> WORK TO COMPLETE:
Every line of the material must come back exactly as given.
+--
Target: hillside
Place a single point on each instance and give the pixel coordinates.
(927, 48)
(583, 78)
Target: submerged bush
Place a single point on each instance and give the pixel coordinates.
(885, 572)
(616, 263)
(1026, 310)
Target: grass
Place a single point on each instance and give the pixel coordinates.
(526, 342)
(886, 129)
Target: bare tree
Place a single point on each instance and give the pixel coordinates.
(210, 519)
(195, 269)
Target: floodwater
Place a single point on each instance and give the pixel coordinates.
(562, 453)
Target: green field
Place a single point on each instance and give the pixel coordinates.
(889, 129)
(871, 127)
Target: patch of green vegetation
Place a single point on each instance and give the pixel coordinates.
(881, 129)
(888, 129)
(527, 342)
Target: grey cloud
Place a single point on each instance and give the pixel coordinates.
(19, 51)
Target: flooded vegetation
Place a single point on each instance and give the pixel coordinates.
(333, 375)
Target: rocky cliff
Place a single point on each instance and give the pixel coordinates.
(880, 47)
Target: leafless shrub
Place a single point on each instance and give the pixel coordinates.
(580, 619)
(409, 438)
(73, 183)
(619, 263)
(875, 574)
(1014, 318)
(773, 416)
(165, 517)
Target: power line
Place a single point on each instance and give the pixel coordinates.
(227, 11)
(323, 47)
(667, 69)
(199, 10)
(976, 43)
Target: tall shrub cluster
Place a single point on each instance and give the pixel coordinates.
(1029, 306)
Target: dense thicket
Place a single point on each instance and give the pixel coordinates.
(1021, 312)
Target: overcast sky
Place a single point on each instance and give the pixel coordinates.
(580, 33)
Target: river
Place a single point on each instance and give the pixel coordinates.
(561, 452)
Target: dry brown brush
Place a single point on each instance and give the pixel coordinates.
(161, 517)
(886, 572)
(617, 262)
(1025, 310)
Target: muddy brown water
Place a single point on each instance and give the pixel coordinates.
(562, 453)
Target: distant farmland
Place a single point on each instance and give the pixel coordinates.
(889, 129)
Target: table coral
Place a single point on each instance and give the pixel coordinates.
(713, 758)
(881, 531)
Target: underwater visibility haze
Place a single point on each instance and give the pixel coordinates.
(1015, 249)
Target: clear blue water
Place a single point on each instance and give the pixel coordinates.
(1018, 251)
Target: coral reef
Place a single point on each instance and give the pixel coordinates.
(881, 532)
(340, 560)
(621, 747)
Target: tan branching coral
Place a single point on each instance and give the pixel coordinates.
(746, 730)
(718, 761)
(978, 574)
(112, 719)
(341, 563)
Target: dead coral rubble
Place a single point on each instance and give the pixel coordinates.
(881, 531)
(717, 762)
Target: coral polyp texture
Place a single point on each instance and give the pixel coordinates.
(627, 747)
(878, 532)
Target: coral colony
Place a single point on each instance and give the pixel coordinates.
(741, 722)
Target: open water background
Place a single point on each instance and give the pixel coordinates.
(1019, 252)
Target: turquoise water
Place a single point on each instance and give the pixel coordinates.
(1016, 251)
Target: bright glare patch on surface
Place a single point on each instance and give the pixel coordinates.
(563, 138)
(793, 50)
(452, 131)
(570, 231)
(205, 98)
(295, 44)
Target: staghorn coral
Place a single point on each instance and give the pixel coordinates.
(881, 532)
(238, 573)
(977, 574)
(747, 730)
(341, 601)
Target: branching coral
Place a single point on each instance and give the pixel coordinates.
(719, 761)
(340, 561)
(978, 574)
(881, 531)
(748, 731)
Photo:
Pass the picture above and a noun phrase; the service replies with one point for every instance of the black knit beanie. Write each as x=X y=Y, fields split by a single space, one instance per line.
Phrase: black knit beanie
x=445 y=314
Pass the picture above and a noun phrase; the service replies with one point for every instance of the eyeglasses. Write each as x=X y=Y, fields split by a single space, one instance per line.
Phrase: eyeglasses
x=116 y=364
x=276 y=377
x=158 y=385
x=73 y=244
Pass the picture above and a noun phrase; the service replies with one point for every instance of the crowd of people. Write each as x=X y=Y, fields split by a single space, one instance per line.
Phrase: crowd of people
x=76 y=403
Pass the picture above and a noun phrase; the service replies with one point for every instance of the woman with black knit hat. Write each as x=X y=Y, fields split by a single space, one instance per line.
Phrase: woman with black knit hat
+--
> ANSWER SPACE:
Target: hillside
Place a single point on each instance and give the pixel coordinates.
(927, 48)
(583, 78)
Target: submerged bush
Place a single point on each instance and give the pixel coordinates.
(885, 572)
(616, 263)
(1026, 310)
Target: grass
Place a single point on each instance and give the pixel coordinates.
(526, 342)
(886, 129)
Target: bare tree
Place a single point on each instance and give the pixel coordinates.
(210, 519)
(195, 269)
Target: floodwater
Place a single point on each instance and give the pixel coordinates.
(562, 453)
Target: green field
Place a single point on each instance and give the pixel coordinates.
(889, 129)
(871, 127)
Target: patch of green vegetation
Place a single point on each instance and give the pixel coordinates.
(881, 129)
(888, 129)
(527, 342)
Target: grey cloud
Place a single point on each instance and give the pixel coordinates.
(19, 51)
Target: flooded vegetation
Place a single point on each instance and give the pixel coordinates.
(333, 375)
Target: rocky cliff
Place a single point on each instance and give the pixel coordinates.
(880, 47)
Target: leafless shrub
Place a single point on each instance and give the pixel coordinates.
(580, 619)
(409, 438)
(73, 183)
(619, 263)
(875, 574)
(1014, 318)
(773, 416)
(165, 517)
Target: power line
Place a single point on each instance and give the pixel coordinates.
(227, 11)
(323, 47)
(667, 69)
(199, 10)
(976, 43)
Target: tall shrub cluster
Place a single point on each instance and give the pixel coordinates.
(1029, 306)
Target: dense thicket
Place a single point on each instance and give the pixel coordinates.
(1021, 312)
Target: overcast sky
Place a single point on each instance and give the pixel coordinates.
(580, 33)
Target: river
Place a single point on each instance and give the pixel coordinates.
(561, 452)
Target: dry brown brush
Place a single point on each instance and give the pixel coordinates.
(161, 517)
(886, 572)
(617, 262)
(1025, 310)
Target: muddy brown water
Place a single point on each instance and give the pixel coordinates.
(562, 453)
Target: distant farmland
Place a single point on each instance and give the pixel coordinates.
(889, 129)
Target: table coral
Place a single point on each instance and give the pixel coordinates.
(713, 758)
(881, 531)
Target: underwater visibility haze
Place a single point on each instance and give the pixel coordinates.
(1015, 249)
Target: clear blue water
Place a single point on each instance and give the pixel coordinates.
(1018, 251)
Target: coral reef
Place a single point on each instance and give the pixel coordinates.
(881, 532)
(340, 560)
(621, 747)
Target: tan branching coral
Place a single point on each instance and give the pixel coordinates.
(746, 730)
(718, 761)
(978, 574)
(112, 719)
(341, 563)
Target: dead coral rubble
Place a single point on each instance and give the pixel coordinates.
(881, 531)
(717, 762)
Target: coral polyp texture
Place a single point on each instance and give the pixel coordinates.
(627, 747)
(878, 532)
Target: coral colony
Place a single point on each instance and give the pixel coordinates.
(741, 722)
Target: open water background
Place a single point on each instance and give the pixel coordinates.
(1019, 252)
Target: turquoise water
Place a single point on each instance and give the pixel coordinates.
(1016, 251)
Target: bright glare patch on surface
Place a single point on each instance and give the pixel coordinates.
(563, 138)
(793, 50)
(452, 131)
(570, 231)
(205, 98)
(295, 44)
Target: staghorn coral
Place a single point on each instance and give the pixel coordinates.
(881, 532)
(238, 573)
(977, 574)
(747, 730)
(341, 601)
Target: branching coral
Place a single point on each instance and give the pixel coordinates.
(719, 761)
(340, 561)
(978, 574)
(881, 531)
(748, 731)
Photo:
Pass the picture above and a noun phrase; the service replies with one point for every instance of the black knit beanie. Write each as x=X y=Y, fields split by a single space, one instance per line.
Phrase: black knit beanie
x=445 y=314
Pass the picture above and a noun phrase; the service replies with one point for every instance of the eyeglasses. Write each as x=X y=Y, fields split by a single space, one instance per line.
Phrase: eyeglasses
x=116 y=364
x=276 y=377
x=158 y=385
x=73 y=244
Pass the picture above and a noun phrase; the service replies with one point for every instance of the crowd of people. Write each as x=X y=Y, fields split by a single space, one instance per line.
Phrase: crowd of people
x=76 y=403
Pass the picture above and a noun phrase; the service replies with one point for every instance of the woman with black knit hat. Write each as x=X y=Y, fields split by a single space, one instance per line.
Phrase: woman with black knit hat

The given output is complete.